◆ Task statement:
Repeat, exactly and with no pictures, the lines that run from the beginning of the entries through the line containing "column 404, row 304".

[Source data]
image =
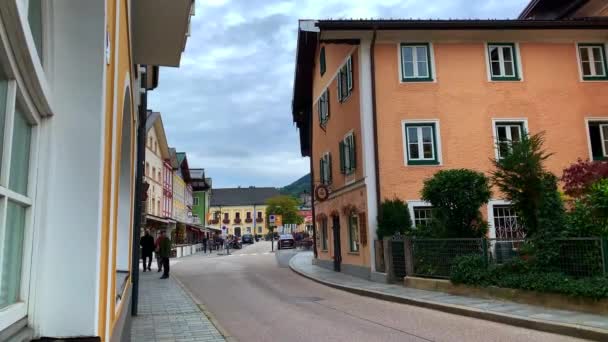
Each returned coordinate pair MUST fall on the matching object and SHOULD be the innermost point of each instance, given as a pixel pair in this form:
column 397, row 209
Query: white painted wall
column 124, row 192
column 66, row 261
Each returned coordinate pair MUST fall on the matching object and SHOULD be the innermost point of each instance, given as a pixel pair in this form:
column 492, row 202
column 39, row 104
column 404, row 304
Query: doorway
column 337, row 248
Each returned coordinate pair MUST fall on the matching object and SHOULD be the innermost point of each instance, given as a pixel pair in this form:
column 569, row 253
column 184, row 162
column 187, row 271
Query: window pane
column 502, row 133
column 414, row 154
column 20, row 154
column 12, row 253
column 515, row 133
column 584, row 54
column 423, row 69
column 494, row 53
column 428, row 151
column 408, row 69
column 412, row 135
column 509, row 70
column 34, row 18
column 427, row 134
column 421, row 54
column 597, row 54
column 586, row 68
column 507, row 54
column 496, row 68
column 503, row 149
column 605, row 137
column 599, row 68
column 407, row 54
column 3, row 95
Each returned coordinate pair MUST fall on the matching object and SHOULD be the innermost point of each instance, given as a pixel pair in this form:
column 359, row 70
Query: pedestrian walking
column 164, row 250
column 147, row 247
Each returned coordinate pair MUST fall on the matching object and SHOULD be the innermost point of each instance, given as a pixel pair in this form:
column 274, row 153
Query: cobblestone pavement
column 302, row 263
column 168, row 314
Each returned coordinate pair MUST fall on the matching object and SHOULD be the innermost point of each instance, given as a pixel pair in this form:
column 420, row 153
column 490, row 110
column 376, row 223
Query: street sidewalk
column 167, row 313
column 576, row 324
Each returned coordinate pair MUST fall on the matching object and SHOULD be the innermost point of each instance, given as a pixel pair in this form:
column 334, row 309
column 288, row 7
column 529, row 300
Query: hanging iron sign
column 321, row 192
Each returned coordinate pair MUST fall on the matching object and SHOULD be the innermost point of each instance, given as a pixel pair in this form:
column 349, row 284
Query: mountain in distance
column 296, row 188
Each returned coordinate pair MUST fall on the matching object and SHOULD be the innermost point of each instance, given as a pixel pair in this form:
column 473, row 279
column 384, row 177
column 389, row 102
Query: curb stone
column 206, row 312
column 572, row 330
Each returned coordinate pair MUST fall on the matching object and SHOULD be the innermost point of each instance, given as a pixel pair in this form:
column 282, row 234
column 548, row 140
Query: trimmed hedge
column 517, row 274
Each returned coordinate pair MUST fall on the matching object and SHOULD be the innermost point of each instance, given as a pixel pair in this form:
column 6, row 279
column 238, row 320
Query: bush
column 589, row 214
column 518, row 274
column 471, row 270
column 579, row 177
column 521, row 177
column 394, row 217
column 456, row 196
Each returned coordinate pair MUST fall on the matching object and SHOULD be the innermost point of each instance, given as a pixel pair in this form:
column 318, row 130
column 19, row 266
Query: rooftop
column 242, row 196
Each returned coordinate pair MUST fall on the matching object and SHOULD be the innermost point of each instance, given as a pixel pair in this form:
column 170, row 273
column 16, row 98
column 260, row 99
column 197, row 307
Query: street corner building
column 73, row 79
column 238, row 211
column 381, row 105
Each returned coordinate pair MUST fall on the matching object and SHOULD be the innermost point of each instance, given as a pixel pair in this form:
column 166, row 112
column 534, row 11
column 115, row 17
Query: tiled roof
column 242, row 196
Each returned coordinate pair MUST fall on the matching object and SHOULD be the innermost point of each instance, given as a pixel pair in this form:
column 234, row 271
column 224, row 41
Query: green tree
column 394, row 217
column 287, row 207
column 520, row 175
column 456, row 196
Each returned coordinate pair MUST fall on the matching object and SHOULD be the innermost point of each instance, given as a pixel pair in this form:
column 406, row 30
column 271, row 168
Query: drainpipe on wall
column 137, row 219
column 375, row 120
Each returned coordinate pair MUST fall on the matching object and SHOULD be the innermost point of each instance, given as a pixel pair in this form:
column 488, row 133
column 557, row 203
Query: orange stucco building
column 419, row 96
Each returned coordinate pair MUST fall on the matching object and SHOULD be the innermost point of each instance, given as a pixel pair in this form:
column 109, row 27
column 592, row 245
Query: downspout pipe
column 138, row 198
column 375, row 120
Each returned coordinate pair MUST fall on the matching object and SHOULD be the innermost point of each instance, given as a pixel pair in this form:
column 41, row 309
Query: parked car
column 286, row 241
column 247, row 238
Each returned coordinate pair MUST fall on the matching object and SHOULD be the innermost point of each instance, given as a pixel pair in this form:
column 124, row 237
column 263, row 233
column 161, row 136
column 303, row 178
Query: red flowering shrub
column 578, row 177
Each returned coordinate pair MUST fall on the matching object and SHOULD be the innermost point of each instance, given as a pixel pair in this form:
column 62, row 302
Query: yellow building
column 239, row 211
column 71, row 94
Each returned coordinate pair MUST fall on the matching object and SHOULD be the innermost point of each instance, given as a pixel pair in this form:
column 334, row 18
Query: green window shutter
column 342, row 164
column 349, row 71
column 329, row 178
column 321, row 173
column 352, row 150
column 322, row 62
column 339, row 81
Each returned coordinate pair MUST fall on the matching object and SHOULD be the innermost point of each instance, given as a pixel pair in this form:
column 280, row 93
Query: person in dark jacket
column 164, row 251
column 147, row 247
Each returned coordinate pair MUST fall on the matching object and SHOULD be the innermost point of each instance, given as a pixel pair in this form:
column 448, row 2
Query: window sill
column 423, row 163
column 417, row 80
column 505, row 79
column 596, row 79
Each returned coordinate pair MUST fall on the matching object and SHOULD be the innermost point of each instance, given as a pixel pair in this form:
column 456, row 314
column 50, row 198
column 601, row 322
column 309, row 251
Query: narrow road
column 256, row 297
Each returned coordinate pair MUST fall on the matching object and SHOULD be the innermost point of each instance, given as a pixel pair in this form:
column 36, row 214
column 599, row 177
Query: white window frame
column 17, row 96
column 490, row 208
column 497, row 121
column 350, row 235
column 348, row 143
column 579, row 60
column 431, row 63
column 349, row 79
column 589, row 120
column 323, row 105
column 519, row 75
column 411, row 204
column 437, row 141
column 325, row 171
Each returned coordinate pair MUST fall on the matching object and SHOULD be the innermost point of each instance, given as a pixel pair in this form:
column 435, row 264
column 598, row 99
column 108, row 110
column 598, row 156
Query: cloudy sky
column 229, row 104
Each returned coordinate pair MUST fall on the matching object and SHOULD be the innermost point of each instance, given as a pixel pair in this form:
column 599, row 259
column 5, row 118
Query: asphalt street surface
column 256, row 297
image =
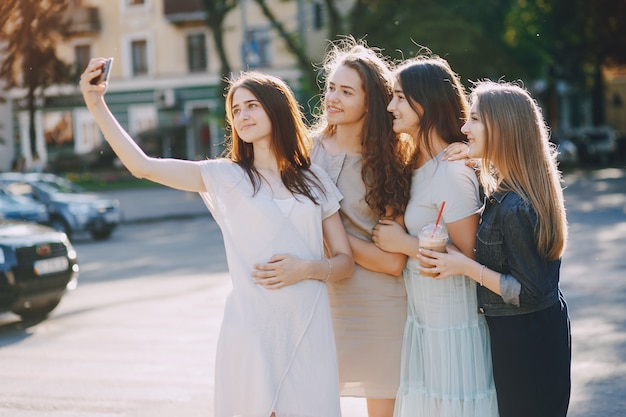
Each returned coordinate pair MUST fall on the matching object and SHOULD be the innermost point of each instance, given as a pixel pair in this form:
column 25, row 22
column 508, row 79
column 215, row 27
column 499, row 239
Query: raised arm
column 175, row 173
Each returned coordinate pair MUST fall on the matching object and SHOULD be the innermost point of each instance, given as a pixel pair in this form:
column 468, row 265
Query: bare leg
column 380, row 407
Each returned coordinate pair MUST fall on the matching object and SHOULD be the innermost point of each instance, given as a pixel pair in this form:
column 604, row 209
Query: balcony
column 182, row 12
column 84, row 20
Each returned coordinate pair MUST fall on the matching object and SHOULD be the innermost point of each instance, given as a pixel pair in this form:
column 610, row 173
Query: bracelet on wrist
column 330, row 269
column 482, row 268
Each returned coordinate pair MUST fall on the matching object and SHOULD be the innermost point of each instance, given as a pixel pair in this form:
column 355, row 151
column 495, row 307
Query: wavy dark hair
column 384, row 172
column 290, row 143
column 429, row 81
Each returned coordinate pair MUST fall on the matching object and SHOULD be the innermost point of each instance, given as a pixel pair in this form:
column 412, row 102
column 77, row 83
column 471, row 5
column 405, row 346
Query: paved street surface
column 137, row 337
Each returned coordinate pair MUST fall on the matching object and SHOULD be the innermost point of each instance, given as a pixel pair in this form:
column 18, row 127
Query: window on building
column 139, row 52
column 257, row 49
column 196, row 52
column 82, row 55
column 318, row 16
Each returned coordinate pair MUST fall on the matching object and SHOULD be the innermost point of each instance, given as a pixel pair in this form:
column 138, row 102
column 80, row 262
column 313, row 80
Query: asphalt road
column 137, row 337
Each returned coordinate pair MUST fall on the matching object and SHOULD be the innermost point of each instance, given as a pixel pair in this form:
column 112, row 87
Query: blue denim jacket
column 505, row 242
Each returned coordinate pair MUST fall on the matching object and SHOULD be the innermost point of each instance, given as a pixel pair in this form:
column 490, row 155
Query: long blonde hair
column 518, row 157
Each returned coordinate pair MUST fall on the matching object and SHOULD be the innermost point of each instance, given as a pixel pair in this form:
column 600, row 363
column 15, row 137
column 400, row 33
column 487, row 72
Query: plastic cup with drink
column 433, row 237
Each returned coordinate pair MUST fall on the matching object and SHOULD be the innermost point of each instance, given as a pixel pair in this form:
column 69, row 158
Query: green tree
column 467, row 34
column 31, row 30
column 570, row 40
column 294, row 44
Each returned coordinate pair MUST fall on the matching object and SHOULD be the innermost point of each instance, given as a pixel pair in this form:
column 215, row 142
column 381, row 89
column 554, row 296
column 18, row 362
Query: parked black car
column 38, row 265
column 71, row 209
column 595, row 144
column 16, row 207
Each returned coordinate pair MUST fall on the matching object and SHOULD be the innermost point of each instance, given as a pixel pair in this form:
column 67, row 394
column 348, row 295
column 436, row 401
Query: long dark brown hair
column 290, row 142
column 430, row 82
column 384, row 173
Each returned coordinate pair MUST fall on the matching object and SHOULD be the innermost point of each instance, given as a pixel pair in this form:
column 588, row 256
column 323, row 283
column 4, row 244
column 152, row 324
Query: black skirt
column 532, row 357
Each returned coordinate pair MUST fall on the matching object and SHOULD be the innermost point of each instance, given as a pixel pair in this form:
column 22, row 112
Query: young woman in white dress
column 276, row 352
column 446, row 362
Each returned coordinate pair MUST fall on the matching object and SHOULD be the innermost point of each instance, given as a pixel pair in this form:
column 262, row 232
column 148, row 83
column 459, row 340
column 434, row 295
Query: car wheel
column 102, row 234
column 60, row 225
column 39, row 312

◆ Reply to the task:
image =
Each returned coordinate pair MUST fall on the matching object and SHOULD be the innermost point of each instance, given as a pixel pair in this form:
column 397, row 209
Query: white painted wall
column 124, row 192
column 66, row 261
Each returned coordinate pair MUST fall on the matching object and SHOULD be the innermost point of each instance, given as a pixel pair in this form:
column 492, row 202
column 39, row 104
column 404, row 304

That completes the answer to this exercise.